● Given task 1:
Answer these from the comment on high frame rate film:
(a) What frame rate does the criticized writer insist movies should be shot and projected at?
(b) In which two formats did the quoted passage compare audience reactions to the opening hour of The Hobbit?
(c) What did the commenter hear in both theaters after watching The Hobbit in both formats?

● Reading text:
Just like dial-up for Internet and horses for transportation stood the test of
time for so long. This is such an unabashed argument that "it should stay this
way because it has been this at for so long" that I feel sympathetic
embarrassment upon reading it.

The author's failure to be immersed is clearly due to his a priori insistence
that 24 FPS is _the way_ movie should be shot and projected. He says that
himself. But there is more:

> In the opening hour of The Hobbit shown in 3D HFR – I don’t recall hearing a
> single sigh, or laugh. Not one. When I went to see the exact same seen with
> an audience of the same size on a 2D projection – I heard regular chuckles
> and laughter… why?

Here's why: because there are really high odds that of all the people across
the world that watched the movie in both formats, at least one person would
experience this. Why did Bob win the lottery? Is it because he's good at
guessing lottery numbers, or is it because the odds were high that someone
would win the lottery, and we chose Bob for analysis after learning that he
won? In case anyone wants a counter-anecdote, I watched The Hobbit in both
formats and there was a lot of laughter in both theaters. I don't have any
real evidence, but I suspect most showings in all formats had considerable
laughter.

Pointing dataset excerpts:
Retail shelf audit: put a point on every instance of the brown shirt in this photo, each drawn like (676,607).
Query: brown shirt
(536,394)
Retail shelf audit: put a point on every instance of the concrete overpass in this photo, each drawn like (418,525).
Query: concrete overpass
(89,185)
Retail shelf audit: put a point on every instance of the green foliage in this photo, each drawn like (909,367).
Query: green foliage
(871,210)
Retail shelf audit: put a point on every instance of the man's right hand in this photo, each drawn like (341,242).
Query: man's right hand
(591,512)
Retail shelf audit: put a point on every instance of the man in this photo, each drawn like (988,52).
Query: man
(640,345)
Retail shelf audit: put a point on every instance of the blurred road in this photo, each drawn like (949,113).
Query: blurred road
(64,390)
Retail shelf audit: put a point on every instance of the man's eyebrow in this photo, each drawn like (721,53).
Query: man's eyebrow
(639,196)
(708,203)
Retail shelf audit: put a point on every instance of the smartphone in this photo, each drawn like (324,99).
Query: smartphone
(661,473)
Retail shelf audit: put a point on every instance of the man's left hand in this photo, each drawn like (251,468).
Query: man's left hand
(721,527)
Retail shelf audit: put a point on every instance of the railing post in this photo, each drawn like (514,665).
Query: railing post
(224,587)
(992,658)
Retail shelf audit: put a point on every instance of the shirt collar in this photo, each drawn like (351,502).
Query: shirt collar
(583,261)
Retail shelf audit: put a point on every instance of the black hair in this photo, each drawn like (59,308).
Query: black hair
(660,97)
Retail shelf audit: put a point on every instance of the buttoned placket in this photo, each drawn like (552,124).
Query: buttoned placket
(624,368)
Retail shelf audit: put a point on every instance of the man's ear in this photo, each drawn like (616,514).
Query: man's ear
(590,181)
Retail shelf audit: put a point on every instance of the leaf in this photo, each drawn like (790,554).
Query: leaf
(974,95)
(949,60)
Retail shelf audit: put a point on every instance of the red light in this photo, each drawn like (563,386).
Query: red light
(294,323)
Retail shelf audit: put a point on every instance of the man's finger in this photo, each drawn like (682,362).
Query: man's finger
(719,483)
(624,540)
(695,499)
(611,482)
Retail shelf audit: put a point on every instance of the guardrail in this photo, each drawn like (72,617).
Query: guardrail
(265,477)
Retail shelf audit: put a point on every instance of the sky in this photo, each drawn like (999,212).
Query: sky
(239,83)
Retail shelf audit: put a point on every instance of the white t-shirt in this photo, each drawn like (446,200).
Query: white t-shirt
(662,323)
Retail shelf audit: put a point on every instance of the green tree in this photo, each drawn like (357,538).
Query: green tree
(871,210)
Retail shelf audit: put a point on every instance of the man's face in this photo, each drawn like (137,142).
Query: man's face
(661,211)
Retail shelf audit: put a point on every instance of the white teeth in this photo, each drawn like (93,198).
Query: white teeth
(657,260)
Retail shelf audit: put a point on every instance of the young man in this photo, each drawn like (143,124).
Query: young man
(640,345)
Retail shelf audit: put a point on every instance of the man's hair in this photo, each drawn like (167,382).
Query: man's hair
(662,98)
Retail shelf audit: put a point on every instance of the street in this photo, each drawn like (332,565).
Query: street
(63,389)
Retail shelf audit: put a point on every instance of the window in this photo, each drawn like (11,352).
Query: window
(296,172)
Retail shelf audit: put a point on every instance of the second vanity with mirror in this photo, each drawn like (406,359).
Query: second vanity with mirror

● Given task 2:
Locate every line in the listing that holds the word "buttoned", and copy each one. Case counts.

● Full answer 1:
(a) 24 FPS.
(b) 3D HFR and a 2D projection.
(c) A lot of laughter.

● Full answer 2:
Retail shelf audit: put a point on every instance of the buttoned placket in this photo, each drawn like (552,124).
Query: buttoned placket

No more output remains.